### GOAL
Lines before the one containing "If you could tag each instance of the building" are excluded. Repeat that line and every line after it, exactly.
⁂
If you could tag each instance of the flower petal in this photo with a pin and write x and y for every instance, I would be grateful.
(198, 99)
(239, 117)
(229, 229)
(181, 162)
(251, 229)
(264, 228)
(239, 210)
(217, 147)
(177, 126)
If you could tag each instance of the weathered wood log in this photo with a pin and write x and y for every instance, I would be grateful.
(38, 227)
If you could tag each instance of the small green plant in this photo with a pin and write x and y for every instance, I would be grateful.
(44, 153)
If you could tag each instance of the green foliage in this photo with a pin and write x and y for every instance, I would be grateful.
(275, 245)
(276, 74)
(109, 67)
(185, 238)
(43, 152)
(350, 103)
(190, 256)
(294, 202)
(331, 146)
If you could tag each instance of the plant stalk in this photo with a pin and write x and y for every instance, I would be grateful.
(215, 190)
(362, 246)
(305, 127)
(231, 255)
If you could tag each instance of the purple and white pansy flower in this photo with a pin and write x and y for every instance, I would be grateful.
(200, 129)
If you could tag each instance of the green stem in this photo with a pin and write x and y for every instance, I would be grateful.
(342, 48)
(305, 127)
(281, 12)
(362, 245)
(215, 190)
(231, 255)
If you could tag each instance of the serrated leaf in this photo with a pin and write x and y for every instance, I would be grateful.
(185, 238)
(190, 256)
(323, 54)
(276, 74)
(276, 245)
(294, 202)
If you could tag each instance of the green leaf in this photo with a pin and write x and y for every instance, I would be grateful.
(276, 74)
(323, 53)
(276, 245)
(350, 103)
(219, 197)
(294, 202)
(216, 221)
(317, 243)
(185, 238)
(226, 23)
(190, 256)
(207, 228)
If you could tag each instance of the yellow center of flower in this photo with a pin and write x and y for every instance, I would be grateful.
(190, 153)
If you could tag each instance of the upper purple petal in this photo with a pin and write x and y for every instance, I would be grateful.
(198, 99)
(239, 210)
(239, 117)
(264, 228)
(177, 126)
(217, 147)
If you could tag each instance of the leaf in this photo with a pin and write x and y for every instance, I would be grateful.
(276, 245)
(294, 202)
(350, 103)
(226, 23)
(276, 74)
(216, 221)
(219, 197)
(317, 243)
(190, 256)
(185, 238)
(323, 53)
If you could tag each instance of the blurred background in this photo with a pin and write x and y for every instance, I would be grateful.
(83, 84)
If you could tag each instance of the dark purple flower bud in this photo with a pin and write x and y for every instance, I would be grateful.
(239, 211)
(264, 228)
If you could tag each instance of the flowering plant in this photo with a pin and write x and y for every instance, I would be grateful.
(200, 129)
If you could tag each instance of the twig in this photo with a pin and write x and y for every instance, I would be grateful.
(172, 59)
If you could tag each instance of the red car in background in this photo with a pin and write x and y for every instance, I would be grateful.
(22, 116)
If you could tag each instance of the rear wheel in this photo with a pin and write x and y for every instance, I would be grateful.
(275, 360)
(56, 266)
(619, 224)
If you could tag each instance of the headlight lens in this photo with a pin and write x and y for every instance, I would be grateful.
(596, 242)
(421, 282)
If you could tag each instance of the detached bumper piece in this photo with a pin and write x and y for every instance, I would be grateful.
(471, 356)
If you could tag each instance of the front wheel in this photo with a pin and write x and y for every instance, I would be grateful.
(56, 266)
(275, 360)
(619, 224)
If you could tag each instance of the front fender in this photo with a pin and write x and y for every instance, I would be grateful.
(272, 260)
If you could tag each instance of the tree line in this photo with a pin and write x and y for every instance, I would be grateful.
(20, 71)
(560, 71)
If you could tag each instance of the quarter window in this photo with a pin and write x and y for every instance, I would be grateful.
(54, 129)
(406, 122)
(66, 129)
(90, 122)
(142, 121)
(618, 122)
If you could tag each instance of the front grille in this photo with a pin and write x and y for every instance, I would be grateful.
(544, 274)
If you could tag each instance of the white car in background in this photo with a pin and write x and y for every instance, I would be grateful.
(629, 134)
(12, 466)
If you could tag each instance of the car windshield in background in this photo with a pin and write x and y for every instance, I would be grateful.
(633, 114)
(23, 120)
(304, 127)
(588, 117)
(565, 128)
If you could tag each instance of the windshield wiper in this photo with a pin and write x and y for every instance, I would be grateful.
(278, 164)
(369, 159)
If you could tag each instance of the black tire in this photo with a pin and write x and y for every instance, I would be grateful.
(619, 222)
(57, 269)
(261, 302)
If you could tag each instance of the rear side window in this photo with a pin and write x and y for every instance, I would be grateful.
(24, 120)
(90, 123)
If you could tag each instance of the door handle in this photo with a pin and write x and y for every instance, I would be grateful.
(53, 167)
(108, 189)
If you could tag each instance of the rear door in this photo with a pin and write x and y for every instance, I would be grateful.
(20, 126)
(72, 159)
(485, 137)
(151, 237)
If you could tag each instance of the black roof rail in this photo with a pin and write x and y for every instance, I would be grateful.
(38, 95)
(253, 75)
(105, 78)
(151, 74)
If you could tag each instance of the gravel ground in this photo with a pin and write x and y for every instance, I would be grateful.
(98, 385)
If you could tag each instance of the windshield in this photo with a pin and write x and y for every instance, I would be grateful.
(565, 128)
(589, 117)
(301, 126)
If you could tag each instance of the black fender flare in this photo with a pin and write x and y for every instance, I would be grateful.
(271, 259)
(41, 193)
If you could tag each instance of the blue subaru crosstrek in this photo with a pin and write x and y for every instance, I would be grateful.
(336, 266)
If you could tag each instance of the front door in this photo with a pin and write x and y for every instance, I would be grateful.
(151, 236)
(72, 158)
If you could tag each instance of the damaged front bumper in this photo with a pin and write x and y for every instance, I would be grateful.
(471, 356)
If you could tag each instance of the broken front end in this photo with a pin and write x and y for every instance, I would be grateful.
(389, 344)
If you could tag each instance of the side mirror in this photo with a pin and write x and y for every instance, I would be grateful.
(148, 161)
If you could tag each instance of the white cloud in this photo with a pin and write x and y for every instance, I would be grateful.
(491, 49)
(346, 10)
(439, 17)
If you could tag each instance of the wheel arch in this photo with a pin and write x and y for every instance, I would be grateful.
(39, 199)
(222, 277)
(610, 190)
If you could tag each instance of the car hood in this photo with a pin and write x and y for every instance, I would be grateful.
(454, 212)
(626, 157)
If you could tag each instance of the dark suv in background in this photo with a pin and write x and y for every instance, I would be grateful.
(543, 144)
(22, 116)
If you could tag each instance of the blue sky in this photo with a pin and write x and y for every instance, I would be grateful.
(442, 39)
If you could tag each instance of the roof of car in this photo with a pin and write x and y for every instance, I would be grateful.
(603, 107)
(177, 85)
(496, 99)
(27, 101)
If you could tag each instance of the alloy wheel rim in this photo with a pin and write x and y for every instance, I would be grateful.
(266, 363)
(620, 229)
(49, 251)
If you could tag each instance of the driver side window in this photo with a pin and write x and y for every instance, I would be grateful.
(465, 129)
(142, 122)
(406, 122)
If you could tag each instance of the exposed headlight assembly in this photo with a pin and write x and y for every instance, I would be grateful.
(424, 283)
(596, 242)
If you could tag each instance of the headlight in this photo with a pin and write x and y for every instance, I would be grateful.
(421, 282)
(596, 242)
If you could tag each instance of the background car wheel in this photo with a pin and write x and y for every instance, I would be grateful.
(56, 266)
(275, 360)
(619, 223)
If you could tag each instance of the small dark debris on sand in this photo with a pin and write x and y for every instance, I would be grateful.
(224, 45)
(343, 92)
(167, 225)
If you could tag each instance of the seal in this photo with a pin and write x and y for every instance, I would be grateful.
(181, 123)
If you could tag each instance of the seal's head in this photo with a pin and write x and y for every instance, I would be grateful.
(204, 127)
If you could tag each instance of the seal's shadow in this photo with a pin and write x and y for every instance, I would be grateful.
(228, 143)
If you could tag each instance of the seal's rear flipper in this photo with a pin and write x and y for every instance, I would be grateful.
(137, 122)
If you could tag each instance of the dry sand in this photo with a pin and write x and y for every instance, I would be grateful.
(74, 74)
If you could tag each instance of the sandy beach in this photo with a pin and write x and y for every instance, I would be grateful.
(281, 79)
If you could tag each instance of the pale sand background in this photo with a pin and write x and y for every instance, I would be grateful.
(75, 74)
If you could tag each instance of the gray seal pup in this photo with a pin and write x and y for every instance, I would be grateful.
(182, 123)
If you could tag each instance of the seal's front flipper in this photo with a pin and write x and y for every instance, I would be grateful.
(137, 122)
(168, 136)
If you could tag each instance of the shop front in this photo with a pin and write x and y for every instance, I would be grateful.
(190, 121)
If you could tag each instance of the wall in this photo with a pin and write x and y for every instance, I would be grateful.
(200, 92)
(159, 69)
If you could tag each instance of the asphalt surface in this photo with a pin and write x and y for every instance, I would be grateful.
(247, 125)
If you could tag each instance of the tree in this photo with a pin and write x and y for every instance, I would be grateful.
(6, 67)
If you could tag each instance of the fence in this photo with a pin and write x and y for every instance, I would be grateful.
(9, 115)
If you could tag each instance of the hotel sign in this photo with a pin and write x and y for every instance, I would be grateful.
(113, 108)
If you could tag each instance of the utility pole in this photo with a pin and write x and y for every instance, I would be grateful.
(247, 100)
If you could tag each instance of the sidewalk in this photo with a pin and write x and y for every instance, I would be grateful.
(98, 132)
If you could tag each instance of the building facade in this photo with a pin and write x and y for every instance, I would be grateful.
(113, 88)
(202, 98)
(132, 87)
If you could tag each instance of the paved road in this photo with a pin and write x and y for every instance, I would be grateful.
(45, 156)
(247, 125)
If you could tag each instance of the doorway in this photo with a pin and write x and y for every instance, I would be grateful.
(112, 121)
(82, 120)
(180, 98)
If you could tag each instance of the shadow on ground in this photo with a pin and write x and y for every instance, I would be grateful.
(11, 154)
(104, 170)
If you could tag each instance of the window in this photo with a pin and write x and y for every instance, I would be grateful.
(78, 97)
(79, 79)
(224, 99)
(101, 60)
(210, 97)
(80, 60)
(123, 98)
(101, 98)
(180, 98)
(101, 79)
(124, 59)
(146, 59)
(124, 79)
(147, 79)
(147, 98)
⁂
### SOLUTION TO THE EXERCISE
If you could tag each instance of the building facade in this photo with a pin and write x and y for every instance, I would be grateful.
(113, 88)
(202, 98)
(132, 87)
If you could tag each instance of the paved road in this photo with a pin and write x and y for every instance, I would be grateful.
(45, 156)
(247, 125)
If you could tag each instance of the doorway in this photo with a pin and write x and y for every instance, I would be grateful.
(112, 121)
(82, 120)
(180, 98)
If you could tag each instance of the shadow on ground in this photo with a pin and write x and y for every instance, I would be grateful.
(11, 154)
(104, 170)
If you could tag each instance of the window in this photo with a pin and write x and y for every instance, I would be grateful.
(78, 97)
(79, 79)
(224, 99)
(101, 60)
(210, 97)
(80, 60)
(123, 98)
(101, 98)
(180, 98)
(101, 79)
(124, 59)
(146, 59)
(124, 79)
(147, 79)
(147, 98)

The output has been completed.